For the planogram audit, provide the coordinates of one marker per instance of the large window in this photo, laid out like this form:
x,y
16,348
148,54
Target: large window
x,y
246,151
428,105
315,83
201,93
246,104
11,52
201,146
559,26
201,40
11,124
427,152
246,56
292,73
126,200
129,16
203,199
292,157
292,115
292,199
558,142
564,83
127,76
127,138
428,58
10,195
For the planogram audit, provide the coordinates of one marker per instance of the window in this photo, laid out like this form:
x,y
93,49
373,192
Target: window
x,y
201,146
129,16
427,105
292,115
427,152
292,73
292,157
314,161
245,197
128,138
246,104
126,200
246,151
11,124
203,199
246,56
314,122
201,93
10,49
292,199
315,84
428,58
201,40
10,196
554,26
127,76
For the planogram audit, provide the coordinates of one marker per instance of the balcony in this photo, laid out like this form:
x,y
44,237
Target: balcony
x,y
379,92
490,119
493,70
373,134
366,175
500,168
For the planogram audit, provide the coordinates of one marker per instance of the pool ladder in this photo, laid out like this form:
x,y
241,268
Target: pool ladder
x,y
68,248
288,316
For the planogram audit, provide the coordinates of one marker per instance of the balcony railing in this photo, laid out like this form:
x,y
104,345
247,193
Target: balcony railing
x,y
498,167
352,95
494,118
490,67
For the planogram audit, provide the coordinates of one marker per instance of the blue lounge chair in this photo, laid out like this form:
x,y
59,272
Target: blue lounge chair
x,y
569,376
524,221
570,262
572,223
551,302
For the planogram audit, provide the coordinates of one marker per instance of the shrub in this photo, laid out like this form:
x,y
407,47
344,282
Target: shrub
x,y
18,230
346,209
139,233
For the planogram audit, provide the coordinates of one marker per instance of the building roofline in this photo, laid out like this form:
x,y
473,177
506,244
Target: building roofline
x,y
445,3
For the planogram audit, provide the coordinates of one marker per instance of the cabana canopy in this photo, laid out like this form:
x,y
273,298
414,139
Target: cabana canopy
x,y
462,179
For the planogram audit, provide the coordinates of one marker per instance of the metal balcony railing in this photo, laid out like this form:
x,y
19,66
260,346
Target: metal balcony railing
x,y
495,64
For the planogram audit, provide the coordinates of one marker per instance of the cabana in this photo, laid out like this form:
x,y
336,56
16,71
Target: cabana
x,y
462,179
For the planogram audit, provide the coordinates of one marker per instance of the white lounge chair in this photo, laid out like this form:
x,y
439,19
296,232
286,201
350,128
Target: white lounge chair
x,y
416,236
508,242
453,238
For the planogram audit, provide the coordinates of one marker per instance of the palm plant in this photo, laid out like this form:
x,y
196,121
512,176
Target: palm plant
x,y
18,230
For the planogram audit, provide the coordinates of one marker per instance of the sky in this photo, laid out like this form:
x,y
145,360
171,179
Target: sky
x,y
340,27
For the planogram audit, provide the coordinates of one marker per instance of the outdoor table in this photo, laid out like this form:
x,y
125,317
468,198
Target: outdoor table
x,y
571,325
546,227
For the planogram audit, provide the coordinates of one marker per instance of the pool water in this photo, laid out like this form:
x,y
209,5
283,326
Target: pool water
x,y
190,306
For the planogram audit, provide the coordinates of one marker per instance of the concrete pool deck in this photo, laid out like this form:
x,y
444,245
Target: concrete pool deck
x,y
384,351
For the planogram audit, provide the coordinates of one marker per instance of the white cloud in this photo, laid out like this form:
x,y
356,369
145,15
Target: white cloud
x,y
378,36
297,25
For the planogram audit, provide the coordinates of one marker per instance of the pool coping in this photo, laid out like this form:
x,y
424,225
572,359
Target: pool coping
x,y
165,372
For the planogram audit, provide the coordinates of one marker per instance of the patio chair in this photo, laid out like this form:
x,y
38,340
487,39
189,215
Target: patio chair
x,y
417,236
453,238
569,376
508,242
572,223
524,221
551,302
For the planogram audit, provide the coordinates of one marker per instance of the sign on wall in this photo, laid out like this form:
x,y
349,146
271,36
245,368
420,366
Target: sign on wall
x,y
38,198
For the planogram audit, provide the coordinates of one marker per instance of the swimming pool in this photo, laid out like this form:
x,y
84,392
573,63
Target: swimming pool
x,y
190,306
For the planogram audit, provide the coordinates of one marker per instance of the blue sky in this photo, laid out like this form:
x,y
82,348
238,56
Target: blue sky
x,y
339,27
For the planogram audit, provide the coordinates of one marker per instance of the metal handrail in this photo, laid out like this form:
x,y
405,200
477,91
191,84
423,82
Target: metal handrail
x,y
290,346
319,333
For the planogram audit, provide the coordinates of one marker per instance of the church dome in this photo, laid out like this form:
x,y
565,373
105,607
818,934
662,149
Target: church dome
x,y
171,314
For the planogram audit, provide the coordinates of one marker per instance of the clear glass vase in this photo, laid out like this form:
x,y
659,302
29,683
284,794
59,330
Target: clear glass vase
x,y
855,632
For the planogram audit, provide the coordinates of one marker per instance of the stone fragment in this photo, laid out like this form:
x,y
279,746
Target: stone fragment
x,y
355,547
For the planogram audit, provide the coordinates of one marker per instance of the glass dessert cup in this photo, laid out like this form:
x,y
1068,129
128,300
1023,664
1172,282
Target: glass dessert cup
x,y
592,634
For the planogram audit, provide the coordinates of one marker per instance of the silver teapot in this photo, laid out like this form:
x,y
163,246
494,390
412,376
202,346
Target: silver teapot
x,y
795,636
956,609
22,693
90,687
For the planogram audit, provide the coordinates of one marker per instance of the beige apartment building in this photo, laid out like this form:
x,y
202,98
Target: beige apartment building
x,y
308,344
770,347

■ ■ ■ ■ ■

Take every line from the one containing "the metal handrail" to the end of the listing and output it exactly, with nothing else.

For the planogram audit, provide the coordinates of one marker per instance of the metal handrail in this photo, laid out like this form:
x,y
405,200
477,91
191,84
423,82
Target: metal handrail
x,y
290,346
319,333
For the planogram audit, provide the coordinates of one marker per instance of the church dome in this photo, laid out like this form:
x,y
565,373
105,607
818,934
662,149
Target: church dome
x,y
171,314
For the planogram audit, provide the coordinates of one marker per instance of the clear glass vase in this photo, laid out like this form:
x,y
659,302
29,683
284,794
59,330
Target: clear glass vase
x,y
855,632
For the planogram audit, provide the coordinates of one marker per instance of the stone fragment in this photo, laid out like this form:
x,y
279,746
Target: stone fragment
x,y
355,547
For the planogram audit, provide the coordinates of one marker per instance of the glass dessert cup in this photo, laid out like this form:
x,y
1068,129
128,300
1023,664
1172,282
Target: glass dessert cup
x,y
592,634
For the planogram audit, provide the coordinates of one marker per instance of the silver teapot in this photo, laid out like this form:
x,y
163,246
494,390
412,376
202,346
Target: silver teapot
x,y
795,636
956,609
22,693
90,687
For the planogram audit, provide the coordinates of one marker per instance of the beige apartment building in this photo, laid out like this form:
x,y
202,98
Target: beige apartment building
x,y
308,344
770,347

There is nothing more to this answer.